EXTRACT »
^^^^

Modernity Starts Here - Tunisia
by Asaf
Romirowsky
Middle East Times
August 19, 2008
http://www.meforum.org/article/1972
Middle
East scholar Daniel Pipes has
argued for years that the solution to Islamism/radical Islam is moderate Islam.
But the question is still, who are these moderates and where can they be found.
As Pipes states, "Islamism [is] a radical utopian version of Islam.
Islamists, adherents of this well funded, widespread, totalitarian ideology,
are attempting to create a global Islamic order that fully applies the Islamic
law (Shari'a)."
Using this definition,
moderation requires rejection of jihad to impose Muslim rule and the rejection
of suicide terrorism. No more second-class citizenship for non-Muslims. No more
death penalty for adultery or "honor" killings of women. And No more
death sentences for blasphemy or apostasy.
Ultimately, it means embracing
the same modernity that Jews and Christians have adopted whereby there is no contradiction
between being an observant individual on the one hand and living in a modern
society on the other. The headlines from Afghanistan,
Iran, Sudan and a
host of other places suggest this moderation is simply not feasible, and that
Islam at its most basic and aggressive always wins.
I recently traveled to Tunisia to explore this small and beautiful
country located in the heart of North Africa between Algeria
and Libya.
Tunisia
has quietly and successfully developed in recent years an environment of
co-existence amongst Jews, Christians, and Muslims where modernity serves as a
common denominator and religion does not get in the way of one's day-to-day
life. Tunisia
is hardly perfect but its political stability, Western-Arab synthesis, and
economic vision could serve as a paradigm for other Middle Eastern states.
As Oussama Romdhani the
director general of the Tunisian External Communication Agency told me,
"Cultural and religious tolerance is part of Tunisia's patrimony. The display of
religious harmony that one witnesses on the Ghriba celebrations is possible
because of Tunisia's social
history and because the changes and reforms introduced in Tunisia
especially during the last two decades have anchored the values of tolerance
and acceptance of religious and cultural differences."
The Tunisian people are warm,
friendly and educated as well as open to the West. The 10 million citizens of Tunisia today
show a great appreciation of the centuries of Phoenician, Roman, Jewish, Arabic
and European influences that still impact their culture.
Tunisia was rated by the World Economic Forum as the most
competitive economy in Africa, and is known
for its low level of poverty, high rate of literacy and the number of
opportunities available to women.
But critics also contend that
it is a place where the political leadership controls the press and routinely
jails opponents.
Many of my one-on-one
conversations with academics and others involved world politics, American
foreign policy in the Middle East as well as
the Israeli-Palestinian dynamic.
What I found interesting is
that Tunisians, like Europeans, are proud of their Jews and their Jewish
heritage but hate Israelis, who are perceived as the embodiment of evil.

^^^^

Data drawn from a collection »
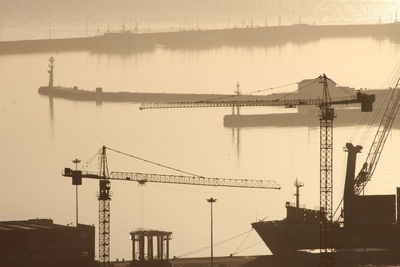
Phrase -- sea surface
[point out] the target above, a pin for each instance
(40, 136)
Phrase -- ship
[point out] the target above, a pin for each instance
(368, 221)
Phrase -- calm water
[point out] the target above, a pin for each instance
(39, 139)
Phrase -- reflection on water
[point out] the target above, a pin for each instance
(40, 136)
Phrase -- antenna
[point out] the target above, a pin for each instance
(298, 184)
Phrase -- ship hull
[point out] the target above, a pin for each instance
(285, 239)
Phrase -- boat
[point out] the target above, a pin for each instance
(368, 221)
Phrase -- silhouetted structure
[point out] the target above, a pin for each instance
(142, 237)
(40, 242)
(369, 222)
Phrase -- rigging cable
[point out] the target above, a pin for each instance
(216, 244)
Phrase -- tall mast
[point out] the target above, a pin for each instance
(298, 184)
(327, 114)
(51, 72)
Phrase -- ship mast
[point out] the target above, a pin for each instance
(51, 72)
(298, 184)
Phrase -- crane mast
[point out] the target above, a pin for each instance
(104, 198)
(368, 168)
(327, 114)
(104, 194)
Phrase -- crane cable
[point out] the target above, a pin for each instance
(391, 79)
(216, 244)
(247, 93)
(87, 163)
(154, 163)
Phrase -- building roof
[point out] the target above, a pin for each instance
(32, 224)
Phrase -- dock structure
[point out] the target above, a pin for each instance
(142, 238)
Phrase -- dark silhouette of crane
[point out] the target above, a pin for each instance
(326, 116)
(104, 195)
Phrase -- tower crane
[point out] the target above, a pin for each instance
(104, 195)
(326, 116)
(369, 166)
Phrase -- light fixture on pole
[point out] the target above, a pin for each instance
(76, 161)
(211, 201)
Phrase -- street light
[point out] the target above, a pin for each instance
(76, 161)
(212, 200)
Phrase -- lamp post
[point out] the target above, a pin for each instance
(76, 161)
(211, 201)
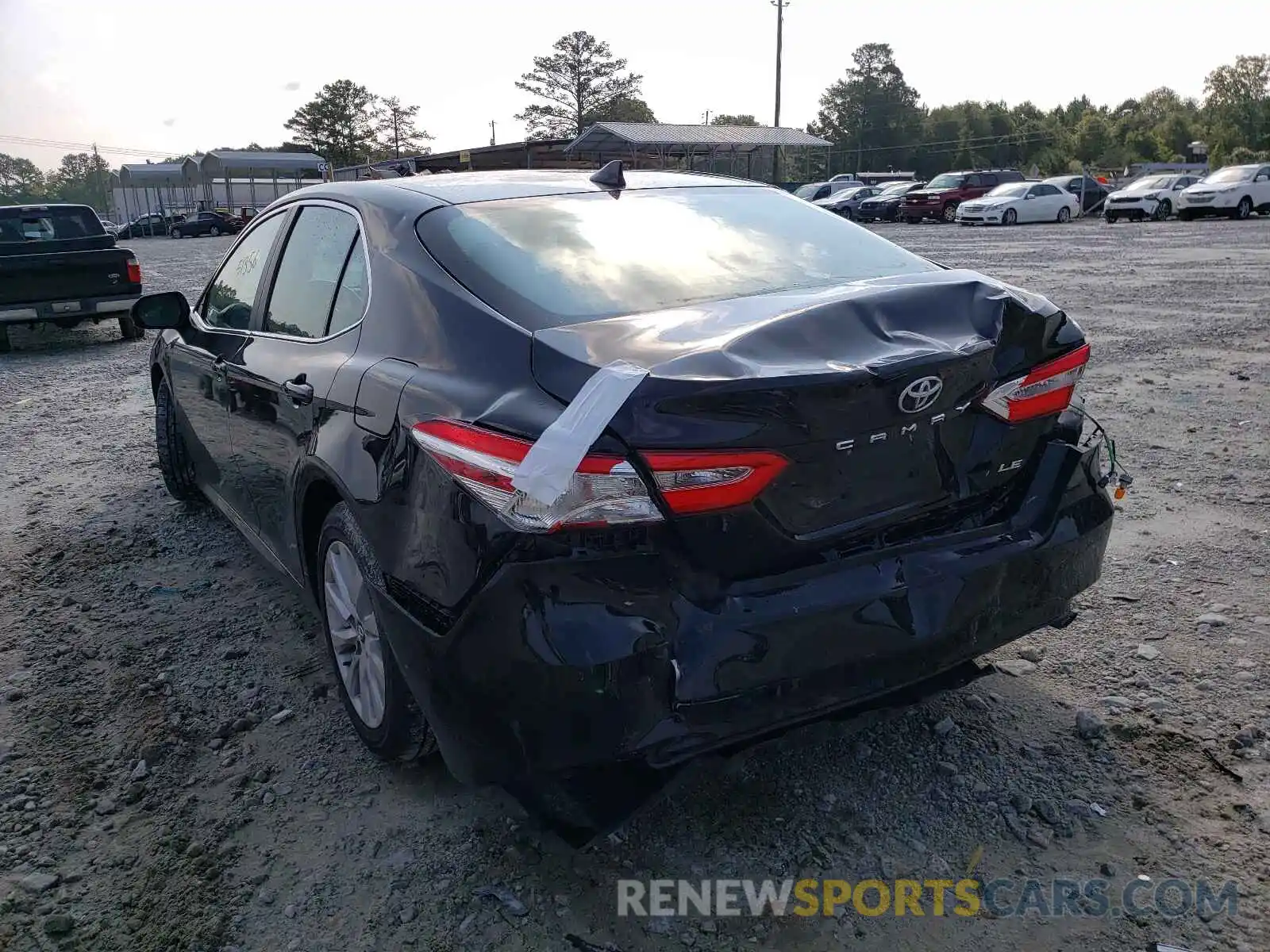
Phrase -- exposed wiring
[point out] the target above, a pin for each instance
(1123, 480)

^^^^

PROBLEM 1 » Please extract from the Tunisia article the passage starting with "But the question" and going on through "blasphemy or apostasy.", copied word for word.
PROBLEM 2 »
Answer these questions using the Tunisia article:
(a) Between which two countries is Tunisia located?
(b) How many citizens does Tunisia have today?
(c) How did the World Economic Forum rate Tunisia's economy?

RIGHT ANSWER 1 »
But the question is still, who are these moderates and where can they be found.
As Pipes states, "Islamism [is] a radical utopian version of Islam.
Islamists, adherents of this well funded, widespread, totalitarian ideology,
are attempting to create a global Islamic order that fully applies the Islamic
law (Shari'a)."
Using this definition,
moderation requires rejection of jihad to impose Muslim rule and the rejection
of suicide terrorism. No more second-class citizenship for non-Muslims. No more
death penalty for adultery or "honor" killings of women. And No more
death sentences for blasphemy or apostasy.

RIGHT ANSWER 2 »
(a) Algeria and Libya
(b) 10 million
(c) As the most competitive economy in Africa